Work to complete:
The data below must be repeated exactly. Leave nothing out.
************
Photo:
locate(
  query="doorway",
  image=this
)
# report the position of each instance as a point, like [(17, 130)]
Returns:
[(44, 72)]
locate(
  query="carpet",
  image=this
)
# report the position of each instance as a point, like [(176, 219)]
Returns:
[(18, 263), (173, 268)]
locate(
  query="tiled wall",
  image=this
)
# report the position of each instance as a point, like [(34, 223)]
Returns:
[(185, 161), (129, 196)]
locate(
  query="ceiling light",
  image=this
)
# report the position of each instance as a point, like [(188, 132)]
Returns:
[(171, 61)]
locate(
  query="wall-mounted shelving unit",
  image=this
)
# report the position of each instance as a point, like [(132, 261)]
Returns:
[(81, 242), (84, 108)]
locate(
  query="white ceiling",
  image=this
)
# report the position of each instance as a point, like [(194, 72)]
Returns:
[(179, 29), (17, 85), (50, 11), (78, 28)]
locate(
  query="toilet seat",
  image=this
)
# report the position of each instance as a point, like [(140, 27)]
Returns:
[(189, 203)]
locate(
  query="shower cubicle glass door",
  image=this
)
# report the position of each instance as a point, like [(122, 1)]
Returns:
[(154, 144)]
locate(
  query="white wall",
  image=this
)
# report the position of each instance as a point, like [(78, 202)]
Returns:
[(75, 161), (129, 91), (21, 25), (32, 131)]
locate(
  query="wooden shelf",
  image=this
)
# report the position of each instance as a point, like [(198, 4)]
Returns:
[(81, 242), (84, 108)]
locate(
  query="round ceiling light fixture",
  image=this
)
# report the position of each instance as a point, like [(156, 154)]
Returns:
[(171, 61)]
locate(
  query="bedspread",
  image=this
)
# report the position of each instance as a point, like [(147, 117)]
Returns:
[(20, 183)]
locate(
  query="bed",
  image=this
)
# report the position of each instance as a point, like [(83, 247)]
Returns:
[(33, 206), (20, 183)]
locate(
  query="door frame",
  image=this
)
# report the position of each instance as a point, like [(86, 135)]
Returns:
************
Task output:
Photo:
locate(
  query="doorway",
  image=this
)
# report the position of each instance as a point, like [(17, 130)]
Returns:
[(44, 72)]
locate(
  query="carpet",
  image=this
)
# report the position of each instance as a point, like [(176, 219)]
Returns:
[(18, 263), (173, 268)]
locate(
  query="tiled wall",
  image=this
)
# report the position of each instance as a point, like [(34, 223)]
Returns:
[(185, 161), (129, 196)]
locate(
  query="ceiling light",
  image=this
)
# report the position of each instance as a point, like [(188, 132)]
Returns:
[(171, 61)]
locate(
  query="wall-mounted shelving unit",
  image=this
)
# report the position of each instance as a point, like [(132, 261)]
Returns:
[(81, 242), (84, 108)]
locate(
  query="white ceiling",
  image=this
)
# report the position of each instance as a point, like [(194, 72)]
Returns:
[(179, 29), (17, 85), (50, 11), (78, 28)]
locate(
  query="toilet seat",
  image=this
)
# report the position of each instance as a point, like [(140, 27)]
Returns:
[(189, 203)]
locate(
  query="shower cubicle glass door",
  image=this
)
# report the position of each instance as a point, like [(122, 1)]
Returns:
[(154, 144)]
locate(
  query="white wall",
  image=this
)
# report the position of each instance as a point, like [(78, 202)]
Returns:
[(75, 161), (129, 91), (21, 25), (32, 131)]
locate(
  query="wooden shelf",
  image=this
)
# report the position of each instance as a point, like [(198, 4)]
Returns:
[(81, 242), (84, 108)]
locate(
  query="round ceiling light fixture",
  image=this
)
# report the position of each instance as a point, like [(156, 154)]
Returns:
[(171, 61)]
locate(
  query="bedspread",
  image=this
)
# report the position of each instance as a point, like [(147, 117)]
Returns:
[(20, 183)]
locate(
  query="bed",
  image=this
)
# report the position of each instance as a point, like [(83, 247)]
Returns:
[(33, 206), (20, 183)]
locate(
  query="door frame",
  image=this
)
# report the position of each instance as a point, like [(86, 135)]
Returns:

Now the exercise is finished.